* WHAT THE TASK ASKS *
Please report how many lines below contain "bottle", writing nothing except the number.

(SOURCE MATERIAL begins)

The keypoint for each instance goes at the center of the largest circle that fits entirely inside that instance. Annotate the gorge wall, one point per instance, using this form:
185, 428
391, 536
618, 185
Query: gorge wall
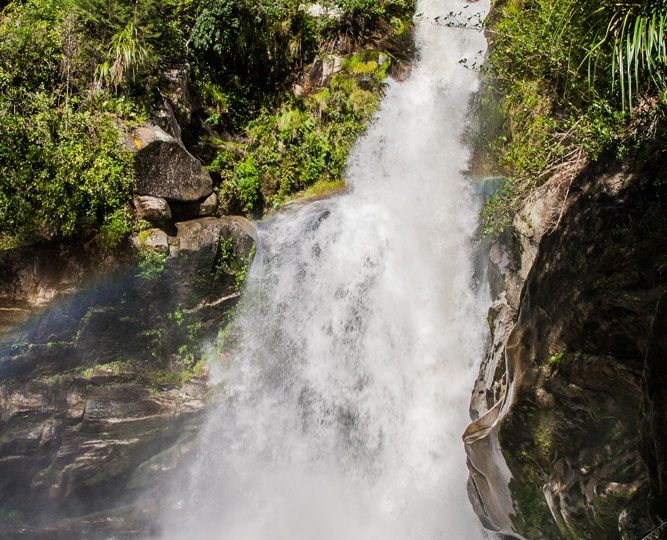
568, 433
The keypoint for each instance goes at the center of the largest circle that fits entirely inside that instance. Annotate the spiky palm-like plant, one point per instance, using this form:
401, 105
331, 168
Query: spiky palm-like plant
633, 33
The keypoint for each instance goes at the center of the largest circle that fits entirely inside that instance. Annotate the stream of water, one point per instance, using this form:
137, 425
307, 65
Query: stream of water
359, 337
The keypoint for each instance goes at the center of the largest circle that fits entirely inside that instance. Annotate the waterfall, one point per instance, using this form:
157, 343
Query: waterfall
343, 402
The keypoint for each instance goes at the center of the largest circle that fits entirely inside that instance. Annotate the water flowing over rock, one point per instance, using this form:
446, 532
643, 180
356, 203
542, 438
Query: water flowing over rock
345, 372
165, 169
567, 400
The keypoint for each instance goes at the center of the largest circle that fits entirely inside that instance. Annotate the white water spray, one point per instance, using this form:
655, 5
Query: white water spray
345, 402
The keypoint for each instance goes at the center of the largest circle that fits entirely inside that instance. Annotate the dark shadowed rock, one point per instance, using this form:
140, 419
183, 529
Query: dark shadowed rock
102, 389
153, 209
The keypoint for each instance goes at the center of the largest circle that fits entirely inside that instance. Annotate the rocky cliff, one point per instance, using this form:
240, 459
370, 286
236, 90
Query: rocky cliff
102, 373
568, 438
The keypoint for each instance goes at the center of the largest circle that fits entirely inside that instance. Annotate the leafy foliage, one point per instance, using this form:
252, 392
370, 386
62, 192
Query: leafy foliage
567, 73
307, 140
73, 73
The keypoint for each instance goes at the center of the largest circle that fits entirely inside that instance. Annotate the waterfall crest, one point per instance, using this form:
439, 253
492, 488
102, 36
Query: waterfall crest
344, 403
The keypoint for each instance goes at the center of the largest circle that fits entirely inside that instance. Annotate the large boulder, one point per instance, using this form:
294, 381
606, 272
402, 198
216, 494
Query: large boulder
165, 169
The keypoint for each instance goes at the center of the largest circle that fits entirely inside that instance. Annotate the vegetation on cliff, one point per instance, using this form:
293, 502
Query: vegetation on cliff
74, 74
576, 81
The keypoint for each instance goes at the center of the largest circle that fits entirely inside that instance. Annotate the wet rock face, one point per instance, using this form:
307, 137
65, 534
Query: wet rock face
574, 375
103, 388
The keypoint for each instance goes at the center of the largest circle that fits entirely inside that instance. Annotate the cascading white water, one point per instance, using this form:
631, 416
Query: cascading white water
343, 406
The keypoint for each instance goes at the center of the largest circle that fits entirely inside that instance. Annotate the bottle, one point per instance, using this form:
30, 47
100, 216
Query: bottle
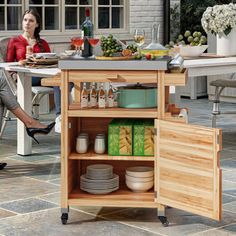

(SOURCE MATERIAL ends)

* EXERCISE OUTPUT *
2